THE DATA >>
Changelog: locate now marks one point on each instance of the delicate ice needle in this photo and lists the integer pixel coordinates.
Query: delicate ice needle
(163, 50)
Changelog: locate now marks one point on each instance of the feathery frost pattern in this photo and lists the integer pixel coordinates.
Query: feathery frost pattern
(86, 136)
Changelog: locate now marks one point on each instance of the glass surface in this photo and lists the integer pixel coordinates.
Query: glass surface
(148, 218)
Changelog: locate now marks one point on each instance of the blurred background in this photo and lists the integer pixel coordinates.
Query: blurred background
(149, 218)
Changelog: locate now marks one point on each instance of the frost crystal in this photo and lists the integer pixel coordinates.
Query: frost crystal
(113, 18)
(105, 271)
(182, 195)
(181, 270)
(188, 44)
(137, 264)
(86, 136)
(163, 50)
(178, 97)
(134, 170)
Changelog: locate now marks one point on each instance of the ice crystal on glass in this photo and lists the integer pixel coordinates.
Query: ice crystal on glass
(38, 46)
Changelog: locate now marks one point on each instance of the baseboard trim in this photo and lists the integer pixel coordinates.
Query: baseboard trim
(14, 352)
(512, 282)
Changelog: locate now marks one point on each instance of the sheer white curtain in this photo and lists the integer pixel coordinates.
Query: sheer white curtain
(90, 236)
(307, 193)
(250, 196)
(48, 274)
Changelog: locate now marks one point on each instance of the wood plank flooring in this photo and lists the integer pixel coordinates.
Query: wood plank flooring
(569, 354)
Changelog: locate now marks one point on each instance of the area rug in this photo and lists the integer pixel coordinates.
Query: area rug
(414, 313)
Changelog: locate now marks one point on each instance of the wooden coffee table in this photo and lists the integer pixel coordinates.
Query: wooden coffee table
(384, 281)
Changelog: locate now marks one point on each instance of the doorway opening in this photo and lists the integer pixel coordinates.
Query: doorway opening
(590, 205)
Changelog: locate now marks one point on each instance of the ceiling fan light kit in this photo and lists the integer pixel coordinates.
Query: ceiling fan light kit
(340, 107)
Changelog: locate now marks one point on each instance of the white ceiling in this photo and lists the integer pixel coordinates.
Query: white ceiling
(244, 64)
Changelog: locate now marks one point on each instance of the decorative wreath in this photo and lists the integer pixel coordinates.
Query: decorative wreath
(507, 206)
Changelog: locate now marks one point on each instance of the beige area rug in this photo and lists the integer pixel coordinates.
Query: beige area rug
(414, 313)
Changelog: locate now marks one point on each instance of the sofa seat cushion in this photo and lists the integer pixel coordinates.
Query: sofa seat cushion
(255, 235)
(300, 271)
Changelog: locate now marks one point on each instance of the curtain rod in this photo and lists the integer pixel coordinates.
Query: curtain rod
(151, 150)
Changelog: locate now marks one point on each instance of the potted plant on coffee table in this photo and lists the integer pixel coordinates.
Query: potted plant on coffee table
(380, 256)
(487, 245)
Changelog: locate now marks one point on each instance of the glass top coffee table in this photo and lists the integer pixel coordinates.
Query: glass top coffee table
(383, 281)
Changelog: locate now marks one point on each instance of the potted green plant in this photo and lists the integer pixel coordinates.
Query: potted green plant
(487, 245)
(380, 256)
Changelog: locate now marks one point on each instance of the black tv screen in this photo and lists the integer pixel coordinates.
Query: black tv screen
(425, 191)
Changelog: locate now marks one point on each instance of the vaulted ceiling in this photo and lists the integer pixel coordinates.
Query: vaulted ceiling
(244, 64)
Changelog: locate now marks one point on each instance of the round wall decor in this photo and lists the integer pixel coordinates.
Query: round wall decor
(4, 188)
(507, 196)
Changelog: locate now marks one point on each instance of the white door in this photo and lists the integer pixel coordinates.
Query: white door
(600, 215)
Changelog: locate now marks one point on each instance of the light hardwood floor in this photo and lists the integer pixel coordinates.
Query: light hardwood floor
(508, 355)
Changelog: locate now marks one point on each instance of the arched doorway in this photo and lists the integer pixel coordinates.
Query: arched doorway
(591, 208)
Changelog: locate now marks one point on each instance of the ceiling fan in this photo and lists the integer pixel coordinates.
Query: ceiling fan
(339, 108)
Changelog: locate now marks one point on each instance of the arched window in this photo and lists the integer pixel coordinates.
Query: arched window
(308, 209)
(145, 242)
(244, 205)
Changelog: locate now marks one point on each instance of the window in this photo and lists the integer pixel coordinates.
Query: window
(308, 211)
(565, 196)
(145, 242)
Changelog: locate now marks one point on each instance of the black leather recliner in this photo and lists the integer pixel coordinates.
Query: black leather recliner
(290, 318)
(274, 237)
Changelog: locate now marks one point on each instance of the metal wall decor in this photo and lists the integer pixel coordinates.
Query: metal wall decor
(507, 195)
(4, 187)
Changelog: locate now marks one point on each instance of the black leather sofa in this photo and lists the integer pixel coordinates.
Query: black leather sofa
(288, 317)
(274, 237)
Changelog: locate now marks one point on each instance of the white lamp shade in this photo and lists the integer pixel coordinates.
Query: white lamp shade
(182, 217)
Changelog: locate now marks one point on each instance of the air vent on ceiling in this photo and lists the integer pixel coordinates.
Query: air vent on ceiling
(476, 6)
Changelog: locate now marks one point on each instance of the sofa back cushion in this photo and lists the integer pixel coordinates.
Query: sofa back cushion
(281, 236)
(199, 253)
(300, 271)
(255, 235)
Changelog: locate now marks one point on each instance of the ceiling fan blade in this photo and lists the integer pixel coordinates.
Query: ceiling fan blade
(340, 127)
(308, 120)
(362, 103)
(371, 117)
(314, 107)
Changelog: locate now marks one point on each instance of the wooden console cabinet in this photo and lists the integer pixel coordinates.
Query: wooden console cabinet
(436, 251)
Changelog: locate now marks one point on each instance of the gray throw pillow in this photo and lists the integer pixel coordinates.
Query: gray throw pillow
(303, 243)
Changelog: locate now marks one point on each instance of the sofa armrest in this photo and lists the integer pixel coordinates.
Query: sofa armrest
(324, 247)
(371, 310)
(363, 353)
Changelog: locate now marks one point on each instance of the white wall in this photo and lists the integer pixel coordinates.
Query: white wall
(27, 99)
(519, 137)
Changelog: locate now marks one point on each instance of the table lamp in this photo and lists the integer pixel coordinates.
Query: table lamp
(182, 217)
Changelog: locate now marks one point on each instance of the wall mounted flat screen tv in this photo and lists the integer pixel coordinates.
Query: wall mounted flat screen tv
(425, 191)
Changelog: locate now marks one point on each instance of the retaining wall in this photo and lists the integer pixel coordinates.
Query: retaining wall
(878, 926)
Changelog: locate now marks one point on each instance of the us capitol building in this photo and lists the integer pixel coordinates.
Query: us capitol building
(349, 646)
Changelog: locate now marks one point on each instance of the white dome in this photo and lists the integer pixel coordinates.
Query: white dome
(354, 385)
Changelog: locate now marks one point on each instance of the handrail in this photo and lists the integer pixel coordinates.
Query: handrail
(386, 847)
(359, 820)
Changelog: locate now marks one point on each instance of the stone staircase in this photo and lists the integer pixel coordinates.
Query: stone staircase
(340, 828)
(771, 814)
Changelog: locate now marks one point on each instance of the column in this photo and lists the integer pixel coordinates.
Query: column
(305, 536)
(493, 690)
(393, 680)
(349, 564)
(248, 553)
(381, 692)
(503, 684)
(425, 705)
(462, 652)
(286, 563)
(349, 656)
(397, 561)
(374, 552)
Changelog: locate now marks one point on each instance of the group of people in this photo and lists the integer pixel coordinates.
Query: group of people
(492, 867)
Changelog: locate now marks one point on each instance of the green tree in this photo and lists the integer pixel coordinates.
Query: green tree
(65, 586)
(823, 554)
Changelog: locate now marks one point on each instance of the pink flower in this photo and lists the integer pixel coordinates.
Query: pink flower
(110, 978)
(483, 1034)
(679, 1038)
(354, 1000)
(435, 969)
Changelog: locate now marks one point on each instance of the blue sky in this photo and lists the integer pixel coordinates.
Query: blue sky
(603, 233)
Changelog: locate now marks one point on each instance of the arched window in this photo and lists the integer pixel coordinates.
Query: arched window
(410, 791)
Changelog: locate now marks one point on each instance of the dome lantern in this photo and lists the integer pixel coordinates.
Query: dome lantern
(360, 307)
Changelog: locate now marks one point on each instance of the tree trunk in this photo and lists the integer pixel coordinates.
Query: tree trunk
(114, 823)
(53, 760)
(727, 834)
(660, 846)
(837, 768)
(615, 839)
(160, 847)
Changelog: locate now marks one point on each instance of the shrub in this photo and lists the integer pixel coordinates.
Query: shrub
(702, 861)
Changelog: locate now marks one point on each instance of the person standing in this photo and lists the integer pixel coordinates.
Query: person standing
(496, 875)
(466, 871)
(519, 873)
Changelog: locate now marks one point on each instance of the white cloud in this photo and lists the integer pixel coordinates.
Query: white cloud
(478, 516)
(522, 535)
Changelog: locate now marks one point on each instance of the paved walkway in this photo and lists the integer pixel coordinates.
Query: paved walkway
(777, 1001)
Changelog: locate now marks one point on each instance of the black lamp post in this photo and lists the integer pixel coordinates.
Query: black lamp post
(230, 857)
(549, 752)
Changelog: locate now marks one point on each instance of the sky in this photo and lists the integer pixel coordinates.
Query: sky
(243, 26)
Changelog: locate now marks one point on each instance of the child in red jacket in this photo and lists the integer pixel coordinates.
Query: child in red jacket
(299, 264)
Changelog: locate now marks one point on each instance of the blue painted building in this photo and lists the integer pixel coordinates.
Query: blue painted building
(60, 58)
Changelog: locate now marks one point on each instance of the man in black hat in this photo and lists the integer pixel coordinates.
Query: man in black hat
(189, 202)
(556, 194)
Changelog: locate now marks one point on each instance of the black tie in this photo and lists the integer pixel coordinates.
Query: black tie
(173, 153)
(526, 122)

WHAT TO WORK ON >> Could you transcribe the entries above word for word, from the line with "Query: window" down to the line with "of the metal", keeping both?

SOLUTION FOR THIS EXERCISE >>
Query: window
(308, 211)
(565, 196)
(145, 242)
Changelog: locate now marks one point on each instance of the black leather recliner in this photo and lists the integer pixel coordinates.
Query: black leather recliner
(290, 318)
(274, 237)
Changelog: locate now marks one point on each instance of the metal wall decor in this photo and lists the integer pixel coordinates.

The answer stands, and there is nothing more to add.